[Start Supplied material]
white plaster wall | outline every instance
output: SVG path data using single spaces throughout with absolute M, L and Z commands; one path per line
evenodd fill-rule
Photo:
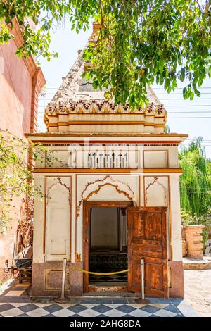
M 46 177 L 46 261 L 70 259 L 71 196 L 70 177 Z
M 129 157 L 129 165 L 127 168 L 143 168 L 143 154 L 147 152 L 145 158 L 148 159 L 147 168 L 166 168 L 167 164 L 166 162 L 166 157 L 165 153 L 166 152 L 166 156 L 169 162 L 169 168 L 177 168 L 178 160 L 177 160 L 177 146 L 143 146 L 143 145 L 139 146 L 118 146 L 112 145 L 107 146 L 106 149 L 101 144 L 93 145 L 93 146 L 79 146 L 70 145 L 67 146 L 48 146 L 48 149 L 50 151 L 54 151 L 53 154 L 51 152 L 48 152 L 46 154 L 46 163 L 49 168 L 87 168 L 87 156 L 89 153 L 98 152 L 101 153 L 116 151 L 117 154 L 120 151 L 122 154 L 127 153 Z M 162 152 L 162 156 L 158 151 Z M 52 158 L 53 155 L 53 158 Z M 41 160 L 42 161 L 41 161 Z M 49 161 L 48 161 L 49 159 Z M 41 158 L 39 158 L 36 161 L 36 167 L 43 168 L 45 166 L 44 162 L 44 156 L 42 155 Z M 74 162 L 75 161 L 75 162 Z
M 41 187 L 44 194 L 44 176 L 35 175 L 34 185 Z M 44 199 L 37 197 L 34 199 L 34 236 L 33 236 L 33 261 L 44 261 Z
M 180 215 L 179 175 L 170 177 L 170 212 L 172 223 L 172 261 L 182 261 L 181 227 Z
M 52 174 L 49 174 L 52 176 Z M 63 175 L 60 173 L 56 174 L 56 177 L 62 177 Z M 48 174 L 46 174 L 48 176 Z M 71 232 L 72 237 L 70 238 L 70 231 L 69 232 L 70 244 L 71 244 L 71 261 L 75 261 L 75 253 L 81 254 L 82 259 L 82 233 L 83 233 L 83 206 L 82 202 L 80 201 L 84 197 L 87 198 L 89 194 L 92 192 L 96 191 L 102 186 L 96 194 L 90 195 L 89 200 L 91 201 L 129 201 L 129 197 L 134 200 L 134 205 L 144 206 L 144 176 L 143 174 L 131 174 L 131 175 L 110 175 L 109 176 L 106 174 L 91 174 L 91 175 L 82 175 L 82 174 L 70 174 L 72 176 L 72 222 L 71 222 Z M 107 176 L 107 177 L 106 177 Z M 147 180 L 151 180 L 156 174 L 148 178 Z M 140 180 L 139 180 L 140 177 Z M 38 185 L 42 186 L 44 192 L 44 177 L 36 174 L 35 183 Z M 106 178 L 106 179 L 105 179 Z M 103 180 L 104 179 L 104 180 Z M 179 175 L 172 174 L 167 179 L 167 176 L 165 174 L 163 176 L 159 177 L 159 180 L 162 185 L 166 185 L 167 194 L 168 194 L 168 185 L 167 182 L 170 180 L 170 187 L 171 192 L 170 193 L 170 200 L 171 205 L 170 208 L 170 220 L 171 220 L 171 231 L 172 231 L 172 251 L 173 261 L 181 261 L 181 220 L 180 220 L 180 198 L 179 198 Z M 89 185 L 89 183 L 91 183 Z M 140 187 L 139 187 L 140 182 Z M 109 185 L 112 184 L 112 185 Z M 117 187 L 116 187 L 117 186 Z M 87 187 L 87 189 L 82 194 L 82 192 Z M 119 192 L 116 189 L 119 189 Z M 148 201 L 148 206 L 158 206 L 153 196 L 155 197 L 159 196 L 160 200 L 164 199 L 164 191 L 160 185 L 155 186 L 155 192 Z M 124 192 L 121 192 L 121 191 Z M 127 194 L 125 194 L 125 193 Z M 160 201 L 159 200 L 159 201 Z M 160 205 L 164 205 L 160 200 Z M 157 199 L 158 201 L 158 199 Z M 168 205 L 168 202 L 167 202 Z M 77 217 L 77 213 L 79 216 Z M 44 201 L 41 199 L 36 199 L 34 204 L 34 262 L 44 262 Z M 68 230 L 69 231 L 69 230 Z M 75 235 L 77 234 L 77 238 Z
[End Supplied material]
__Instructions for the task__
Return the lines of the records from the line containing "M 46 177 L 46" to the line containing "M 180 215 L", both included, copied without any change.

__Output of the task__
M 46 177 L 46 261 L 70 259 L 71 196 L 70 177 Z
M 129 157 L 129 165 L 127 168 L 143 168 L 143 154 L 147 152 L 145 158 L 148 159 L 147 168 L 166 168 L 167 164 L 166 162 L 166 157 L 165 153 L 166 152 L 166 156 L 169 162 L 169 168 L 177 168 L 178 160 L 177 160 L 177 146 L 143 146 L 143 145 L 139 146 L 118 146 L 112 145 L 107 146 L 106 149 L 101 144 L 93 145 L 93 146 L 79 146 L 70 145 L 67 146 L 48 146 L 48 149 L 50 151 L 54 151 L 53 154 L 51 152 L 48 152 L 46 154 L 46 163 L 49 168 L 87 168 L 87 156 L 89 153 L 98 152 L 101 153 L 116 151 L 117 154 L 120 151 L 122 154 L 127 153 Z M 162 152 L 162 156 L 158 151 Z M 52 158 L 53 155 L 53 158 Z M 41 160 L 42 161 L 41 161 Z M 49 161 L 48 161 L 49 159 Z M 41 158 L 39 158 L 36 161 L 36 167 L 43 168 L 45 166 L 44 162 L 44 156 L 42 155 Z M 74 162 L 75 161 L 75 162 Z
M 41 187 L 44 194 L 44 176 L 35 175 L 34 185 Z M 44 199 L 37 197 L 34 199 L 34 236 L 33 236 L 33 261 L 44 261 Z
M 180 215 L 179 175 L 170 177 L 170 212 L 172 223 L 172 261 L 182 261 L 181 227 Z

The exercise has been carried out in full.